EXTRACTED TEXT →
########################################

[PATCH v2 00/25] AMDKFD kernel driver

Jerome Glisse j.glisse at gmail.com
Mon Jul 21 08:58:52 PDT 2014


On Mon, Jul 21, 2014 at 05:25:11PM +0200, Daniel Vetter wrote:
> On Mon, Jul 21, 2014 at 03:39:09PM +0200, Christian König wrote:
> > Am 21.07.2014 14:36, schrieb Oded Gabbay:
> > >On 20/07/14 20:46, Jerome Glisse wrote:
> > >>On Thu, Jul 17, 2014 at 04:57:25PM +0300, Oded Gabbay wrote:
> > >>>Forgot to cc mailing list on cover letter. Sorry.
> > >>>
> > >>>As a continuation to the existing discussion, here is a v2 patch series
> > >>>restructured with a cleaner history and no
> > >>>totally-different-early-versions
> > >>>of the code.
> > >>>
> > >>>Instead of 83 patches, there are now a total of 25 patches, where 5 of
> > >>>them
> > >>>are modifications to radeon driver and 18 of them include only amdkfd
> > >>>code.
> > >>>There is no code going away or even modified between patches, only
> > >>>added.
> > >>>
> > >>>The driver was renamed from radeon_kfd to amdkfd and moved to reside
> > >>>under
> > >>>drm/radeon/amdkfd. This move was done to emphasize the fact that this
> > >>>driver
> > >>>is an AMD-only driver at this point. Having said that, we do foresee a
> > >>>generic hsa framework being implemented in the future and in that
> > >>>case, we
> > >>>will adjust amdkfd to work within that framework.
> > >>>
> > >>>As the amdkfd driver should support multiple AMD gfx drivers, we want
> > >>>to
> > >>>keep it as a seperate driver from radeon. Therefore, the amdkfd code is
> > >>>contained in its own folder. The amdkfd folder was put under the radeon
> > >>>folder because the only AMD gfx driver in the Linux kernel at this
> > >>>point
> > >>>is the radeon driver. Having said that, we will probably need to move
> > >>>it
> > >>>(maybe to be directly under drm) after we integrate with additional
> > >>>AMD gfx
> > >>>drivers.

########################################

DATA BLOCK →
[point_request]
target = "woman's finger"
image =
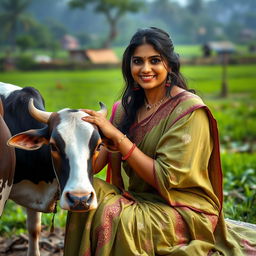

########################################

YOUR GOAL → In the AMDKFD patch post, what was the driver renamed from, and where was it moved?

TASK RESPONSE → It was renamed from radeon_kfd and moved to drm/radeon/amdkfd.